Written exercise
Write out the data below line for line, leaving every word, number and symbol unchanged.

Information shown
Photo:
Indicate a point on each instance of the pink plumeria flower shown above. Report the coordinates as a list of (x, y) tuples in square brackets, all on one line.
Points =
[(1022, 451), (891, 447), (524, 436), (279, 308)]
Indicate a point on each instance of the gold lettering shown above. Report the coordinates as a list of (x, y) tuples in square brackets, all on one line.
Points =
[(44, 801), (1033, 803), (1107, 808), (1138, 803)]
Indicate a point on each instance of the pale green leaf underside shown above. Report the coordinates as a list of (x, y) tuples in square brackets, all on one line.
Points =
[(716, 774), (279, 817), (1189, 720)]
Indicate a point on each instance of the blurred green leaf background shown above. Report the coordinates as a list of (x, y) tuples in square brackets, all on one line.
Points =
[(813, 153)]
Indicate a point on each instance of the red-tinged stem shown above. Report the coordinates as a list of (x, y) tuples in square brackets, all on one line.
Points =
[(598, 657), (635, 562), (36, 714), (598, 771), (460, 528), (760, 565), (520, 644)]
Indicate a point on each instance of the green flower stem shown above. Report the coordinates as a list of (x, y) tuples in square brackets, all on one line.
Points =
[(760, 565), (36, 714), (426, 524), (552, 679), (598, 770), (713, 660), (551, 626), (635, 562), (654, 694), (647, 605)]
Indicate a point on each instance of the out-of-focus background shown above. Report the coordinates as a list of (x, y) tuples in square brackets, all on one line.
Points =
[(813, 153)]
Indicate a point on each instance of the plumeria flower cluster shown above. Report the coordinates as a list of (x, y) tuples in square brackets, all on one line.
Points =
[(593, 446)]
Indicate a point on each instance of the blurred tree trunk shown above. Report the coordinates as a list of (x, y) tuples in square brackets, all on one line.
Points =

Solved problem
Photo:
Indicate a point on each instance of the pink plumeria flower shown above. Report the coordinates as a list of (x, y) tuples in square brackets, all on one line.
Points =
[(1022, 451), (891, 447), (524, 436), (279, 308)]
Indicate a point on each instance of the gold lettering shown above. Report the coordinates as a list of (x, y) tuples in square brackets, all on one line.
Points =
[(44, 801), (1033, 803), (1107, 808), (1138, 803)]
Indicate a point on each instance of the pale green leaf underside shown above. Report the coordinates as a list of (x, y) tuples in square brackets, all on one line.
Points =
[(716, 774), (279, 817), (1189, 720)]
Indicate a point on each instance of the blurred green leaf background shown above. Report the coordinates as a list of (x, y) tuples in square brackets, all on one line.
Points =
[(813, 153)]
Indicate a point on each instance of the red-tinged stem shown above. Report the coordinates as a list of (x, y) tuples in square brackets, all on one line.
Points =
[(598, 657), (635, 562), (36, 714), (598, 771), (460, 528), (760, 565), (520, 644)]
Indicate a point on each instance of the green flower stem shown above. Report the coordinates as a list of (x, y) tuples in square brackets, all on one line.
Points =
[(760, 565), (36, 714), (426, 524), (552, 679), (598, 770), (713, 660), (551, 626), (635, 562), (654, 694), (647, 605)]
Indicate a point on each instance of the out-of-focus background shown above. Report the coordinates as a list of (x, y) tuples in square brackets, all on one line.
Points =
[(813, 153)]
Indicate a point on each instance of the plumeria flower cluster shown above. Report the coordinates as a list of (x, y) tuples in square brackets, all on one line.
Points =
[(593, 446)]
Indicate a point on each instance of the blurred tree trunk shown above. Report the coordinates as a list of (x, y) tuples in square brackets, all on one line.
Points =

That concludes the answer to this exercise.